_Trecho fornecido_
▼
Precisamos falar sobre o bom

24 de novembro de 2015

por Laura Cohen

Passei algumas boas semanas (ou meses) achando que eu estava escrevendo muito mal. Para alguém que vive com a escrita e que vive da escrita isso é uma espécie de pesadelo que acontece de tempos em tempos – quando a nossa escrita passa por uma espécie de reforma, e até a gente encontrar a voz que perdeu ou a nova voz, é um pequeno inferno. A coisa se resolveu quando fiz uma viagem para um congresso, saí do meu lugar de conforto, olhei bastante o meu entorno e tirei um tempo para pensar – e acho que foi por isso que eu acabei não postando texto na semana passada.

O escrever mal é assim: você fica achando que a ordem das palavras está estranha, você esquece tudo que sabia de gramática, você se vê usando termos e lugares-comuns que não são seus, você não se reconhece no próprio texto e pior: você não reconhece o mundo que você quer criar no próprio texto. É falso. Pelo menos para mim é assim, uma espécie de crise-e-resolução que envolve um julgamento. Mea culpa: sempre tenho uma crise quando fico muito tempo sem escrever achando que eu posso ficar muito tempo sem escrever. Não posso, não.

O mais estranho foi que o meu texto estava ruim tanto na escrita de ficção quanto na escrita acadêmica, e nessa brincadeira tive que escrever uma comunicação que não foi lá aquelas coisas. Ficou um texto meio esbranquiçado, sem estilo, mas era o que tinha para o momento. Entretanto, durante a primeira sessão de comunicações do congresso, eu escrevi um poema e de repente eu não conseguia parar de escrever. E cá estou eu, felizinha de novo com a minha escrita e com sessenta e três páginas do que eu quero que seja o meu novo romance.
▲
_Tarefa proposta A_
Reúna todas as linhas da listagem abaixo que contêm a palavra "porch", levando em conta maiúsculas e minúsculas.
_Tarefa proposta B_
Dê continuidade ao relato sobre a crise com a escrita a partir de onde ele termina.

_Linhas de dados_
▼
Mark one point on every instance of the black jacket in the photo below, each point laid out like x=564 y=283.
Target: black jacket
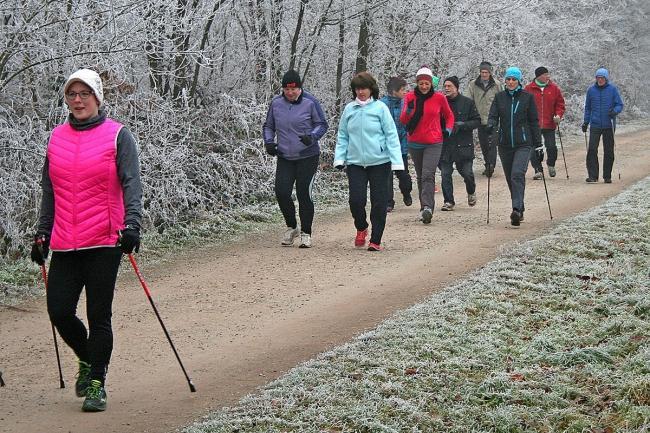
x=516 y=117
x=459 y=146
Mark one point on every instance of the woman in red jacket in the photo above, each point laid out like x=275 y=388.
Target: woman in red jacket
x=422 y=113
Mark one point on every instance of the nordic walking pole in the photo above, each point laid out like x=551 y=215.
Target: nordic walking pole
x=155 y=310
x=56 y=344
x=559 y=134
x=489 y=177
x=547 y=200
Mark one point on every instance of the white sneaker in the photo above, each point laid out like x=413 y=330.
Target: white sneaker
x=289 y=236
x=305 y=240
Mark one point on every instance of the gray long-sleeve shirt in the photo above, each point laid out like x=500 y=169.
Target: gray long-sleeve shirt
x=128 y=171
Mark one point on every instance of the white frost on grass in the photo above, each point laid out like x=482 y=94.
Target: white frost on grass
x=552 y=336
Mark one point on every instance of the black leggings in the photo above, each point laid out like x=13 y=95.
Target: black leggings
x=301 y=172
x=96 y=270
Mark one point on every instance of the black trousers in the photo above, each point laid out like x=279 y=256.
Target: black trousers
x=300 y=172
x=95 y=270
x=608 y=152
x=537 y=157
x=404 y=179
x=358 y=179
x=488 y=146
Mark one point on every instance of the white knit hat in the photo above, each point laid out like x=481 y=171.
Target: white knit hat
x=91 y=79
x=424 y=73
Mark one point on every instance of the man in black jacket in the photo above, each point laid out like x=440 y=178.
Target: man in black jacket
x=514 y=112
x=458 y=148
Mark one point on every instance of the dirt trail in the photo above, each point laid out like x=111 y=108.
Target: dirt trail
x=242 y=315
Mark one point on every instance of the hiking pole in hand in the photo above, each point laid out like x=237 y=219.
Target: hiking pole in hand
x=547 y=200
x=559 y=134
x=56 y=344
x=155 y=310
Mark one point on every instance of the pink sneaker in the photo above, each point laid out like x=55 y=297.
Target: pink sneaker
x=360 y=239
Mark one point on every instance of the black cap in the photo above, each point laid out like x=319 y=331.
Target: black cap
x=540 y=71
x=291 y=79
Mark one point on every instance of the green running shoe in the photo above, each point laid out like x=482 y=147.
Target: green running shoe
x=95 y=397
x=83 y=379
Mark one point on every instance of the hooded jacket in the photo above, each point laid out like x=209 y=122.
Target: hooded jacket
x=516 y=116
x=549 y=102
x=483 y=96
x=367 y=136
x=291 y=120
x=600 y=104
x=428 y=130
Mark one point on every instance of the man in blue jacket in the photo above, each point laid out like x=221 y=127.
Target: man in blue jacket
x=297 y=120
x=602 y=105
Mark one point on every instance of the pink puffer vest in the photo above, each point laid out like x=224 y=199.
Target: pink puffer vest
x=88 y=201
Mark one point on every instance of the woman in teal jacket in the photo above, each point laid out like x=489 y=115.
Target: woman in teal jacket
x=368 y=146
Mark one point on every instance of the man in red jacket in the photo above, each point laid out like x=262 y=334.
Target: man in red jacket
x=550 y=109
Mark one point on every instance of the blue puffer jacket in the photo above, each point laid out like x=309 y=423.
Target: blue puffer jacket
x=601 y=104
x=291 y=120
x=395 y=106
x=367 y=136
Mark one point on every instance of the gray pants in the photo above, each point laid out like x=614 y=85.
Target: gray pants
x=425 y=162
x=515 y=163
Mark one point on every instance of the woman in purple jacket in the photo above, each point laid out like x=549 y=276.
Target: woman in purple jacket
x=296 y=120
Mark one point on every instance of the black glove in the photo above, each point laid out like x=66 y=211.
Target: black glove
x=306 y=140
x=271 y=148
x=129 y=240
x=40 y=249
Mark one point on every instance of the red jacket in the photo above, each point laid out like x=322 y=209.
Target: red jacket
x=549 y=101
x=429 y=130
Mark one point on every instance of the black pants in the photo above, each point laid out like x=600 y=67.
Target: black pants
x=515 y=163
x=358 y=179
x=404 y=179
x=300 y=172
x=488 y=146
x=96 y=270
x=537 y=157
x=608 y=152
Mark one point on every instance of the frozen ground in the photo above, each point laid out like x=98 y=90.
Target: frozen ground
x=552 y=336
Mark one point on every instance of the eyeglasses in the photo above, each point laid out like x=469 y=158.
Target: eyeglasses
x=84 y=94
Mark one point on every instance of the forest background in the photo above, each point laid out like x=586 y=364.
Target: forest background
x=192 y=80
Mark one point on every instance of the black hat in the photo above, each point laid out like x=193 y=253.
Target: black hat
x=487 y=66
x=291 y=79
x=540 y=71
x=453 y=80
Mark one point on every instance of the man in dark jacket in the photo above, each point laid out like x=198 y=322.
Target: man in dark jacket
x=550 y=108
x=602 y=106
x=515 y=114
x=458 y=148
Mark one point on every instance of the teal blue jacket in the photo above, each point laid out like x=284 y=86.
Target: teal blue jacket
x=368 y=136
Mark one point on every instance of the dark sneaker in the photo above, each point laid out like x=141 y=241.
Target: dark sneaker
x=515 y=217
x=95 y=397
x=427 y=215
x=83 y=379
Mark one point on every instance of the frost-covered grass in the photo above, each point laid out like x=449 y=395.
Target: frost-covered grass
x=552 y=336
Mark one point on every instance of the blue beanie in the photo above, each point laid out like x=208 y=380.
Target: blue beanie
x=602 y=72
x=514 y=73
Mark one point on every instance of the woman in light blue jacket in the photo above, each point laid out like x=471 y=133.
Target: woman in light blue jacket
x=368 y=146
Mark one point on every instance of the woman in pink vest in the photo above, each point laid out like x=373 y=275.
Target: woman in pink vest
x=90 y=214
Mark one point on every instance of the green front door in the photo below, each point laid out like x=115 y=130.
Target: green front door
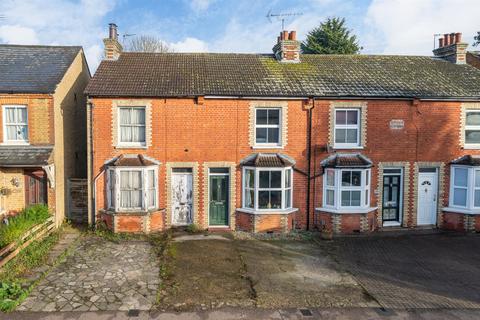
x=218 y=200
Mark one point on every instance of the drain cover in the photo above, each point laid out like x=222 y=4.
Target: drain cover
x=133 y=313
x=306 y=312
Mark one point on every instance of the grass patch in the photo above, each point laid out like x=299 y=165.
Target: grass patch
x=13 y=286
x=21 y=223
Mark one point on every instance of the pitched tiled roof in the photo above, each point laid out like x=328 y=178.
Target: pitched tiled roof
x=271 y=160
x=132 y=160
x=347 y=160
x=24 y=156
x=467 y=160
x=33 y=69
x=193 y=74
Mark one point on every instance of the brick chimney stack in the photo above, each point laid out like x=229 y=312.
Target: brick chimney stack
x=451 y=48
x=287 y=48
x=113 y=48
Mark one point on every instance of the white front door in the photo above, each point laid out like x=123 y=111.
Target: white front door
x=182 y=198
x=427 y=198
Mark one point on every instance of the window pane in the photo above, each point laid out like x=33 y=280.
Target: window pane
x=331 y=178
x=356 y=178
x=477 y=199
x=472 y=136
x=345 y=198
x=352 y=117
x=288 y=199
x=250 y=178
x=473 y=119
x=249 y=197
x=330 y=197
x=460 y=197
x=460 y=178
x=264 y=177
x=262 y=116
x=288 y=178
x=275 y=199
x=261 y=135
x=263 y=199
x=355 y=198
x=340 y=117
x=274 y=116
x=352 y=136
x=340 y=135
x=275 y=179
x=273 y=135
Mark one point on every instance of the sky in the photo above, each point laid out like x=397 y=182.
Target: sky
x=382 y=26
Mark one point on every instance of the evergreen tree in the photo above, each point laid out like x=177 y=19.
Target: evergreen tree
x=331 y=37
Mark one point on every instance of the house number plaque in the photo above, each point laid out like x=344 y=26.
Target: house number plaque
x=397 y=124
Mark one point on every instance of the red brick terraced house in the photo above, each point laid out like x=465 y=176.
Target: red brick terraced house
x=282 y=141
x=43 y=125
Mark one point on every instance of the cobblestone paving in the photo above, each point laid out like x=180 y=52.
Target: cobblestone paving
x=415 y=271
x=99 y=275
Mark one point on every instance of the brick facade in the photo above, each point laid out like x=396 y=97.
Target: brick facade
x=186 y=133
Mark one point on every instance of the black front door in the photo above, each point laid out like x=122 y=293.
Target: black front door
x=218 y=200
x=391 y=198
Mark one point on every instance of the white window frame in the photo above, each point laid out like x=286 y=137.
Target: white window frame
x=364 y=189
x=279 y=126
x=115 y=204
x=347 y=126
x=121 y=143
x=5 y=124
x=471 y=188
x=283 y=189
x=470 y=127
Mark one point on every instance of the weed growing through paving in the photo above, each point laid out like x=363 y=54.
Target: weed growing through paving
x=19 y=224
x=13 y=287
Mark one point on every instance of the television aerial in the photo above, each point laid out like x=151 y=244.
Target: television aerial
x=282 y=16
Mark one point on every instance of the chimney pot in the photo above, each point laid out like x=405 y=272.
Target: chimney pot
x=458 y=37
x=446 y=39
x=112 y=31
x=452 y=38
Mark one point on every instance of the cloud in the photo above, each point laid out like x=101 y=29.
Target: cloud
x=18 y=34
x=57 y=22
x=408 y=26
x=190 y=45
x=201 y=5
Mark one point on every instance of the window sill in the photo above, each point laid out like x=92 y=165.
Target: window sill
x=462 y=210
x=267 y=147
x=14 y=143
x=471 y=147
x=346 y=147
x=353 y=210
x=270 y=211
x=130 y=146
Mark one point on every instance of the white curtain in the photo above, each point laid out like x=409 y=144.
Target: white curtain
x=132 y=124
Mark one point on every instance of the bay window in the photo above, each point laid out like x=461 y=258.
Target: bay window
x=132 y=188
x=346 y=188
x=465 y=187
x=267 y=189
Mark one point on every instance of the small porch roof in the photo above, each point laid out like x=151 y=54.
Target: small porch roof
x=25 y=156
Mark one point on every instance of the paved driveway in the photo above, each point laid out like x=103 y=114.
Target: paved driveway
x=99 y=275
x=415 y=271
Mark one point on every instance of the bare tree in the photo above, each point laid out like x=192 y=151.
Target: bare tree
x=146 y=43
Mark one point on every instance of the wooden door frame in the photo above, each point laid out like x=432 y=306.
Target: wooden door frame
x=227 y=174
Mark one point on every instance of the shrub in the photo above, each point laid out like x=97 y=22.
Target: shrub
x=22 y=222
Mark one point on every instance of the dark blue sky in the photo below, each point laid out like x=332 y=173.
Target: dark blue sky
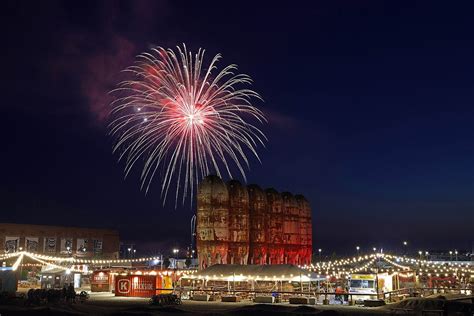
x=370 y=109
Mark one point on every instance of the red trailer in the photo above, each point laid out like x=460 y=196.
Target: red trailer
x=135 y=285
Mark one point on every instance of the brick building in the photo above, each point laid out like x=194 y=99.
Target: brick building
x=59 y=240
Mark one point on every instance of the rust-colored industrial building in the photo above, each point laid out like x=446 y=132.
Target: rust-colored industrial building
x=239 y=224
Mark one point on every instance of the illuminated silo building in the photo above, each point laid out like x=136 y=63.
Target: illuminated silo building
x=276 y=253
x=239 y=224
x=212 y=223
x=258 y=225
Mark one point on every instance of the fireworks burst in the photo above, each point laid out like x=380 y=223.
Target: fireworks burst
x=182 y=121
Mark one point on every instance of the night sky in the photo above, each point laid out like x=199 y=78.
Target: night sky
x=370 y=108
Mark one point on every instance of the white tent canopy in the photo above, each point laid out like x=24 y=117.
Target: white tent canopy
▲
_Resposta do exercício A_
Mark one point on every instance of the small porch roof in the photo above, each point laid out like x=151 y=54.
Target: small porch roof

_Resposta do exercício B_
O bom, para mim, é a coisa mais difícil da arte. No fundo, para um ateliê de escrita, meu objetivo é bem simples (mas trabalhoso) e uma espécie de “conhece-te a ti mesmo”: cada um deve encontrar o próprio estilo e em seguida ver até onde o estilo pode ir – podemos obedecê-lo, desobedecê-lo, criar desafios, trabalhar a massa. Escrever é um exercício de conhecimento, escrever é um exercício de desejo.

E por ser um exercício de desejo, a escrita acaba sendo sempre epistolar: estou sempre escrevendo um texto para um público – por mais privado que seja este público, já que ele pode ser até composto de mim mesma, por exemplo: eu posso escrever para mim mesma em um diário íntimo. Aliás: gosto de pensar que eu sou o meu primeiro público, eu sou a minha primeira leitora e minha primeira crítica. Só depois de passar por esse crivo severo que o texto vai atingir um público mais abrangente: daí, o texto não é mais seu, mas do público. E de alguma forma o meu desejo é provocar algum movimento no outro que recebe o meu texto: transformar o desejo do outro com o meu desejo.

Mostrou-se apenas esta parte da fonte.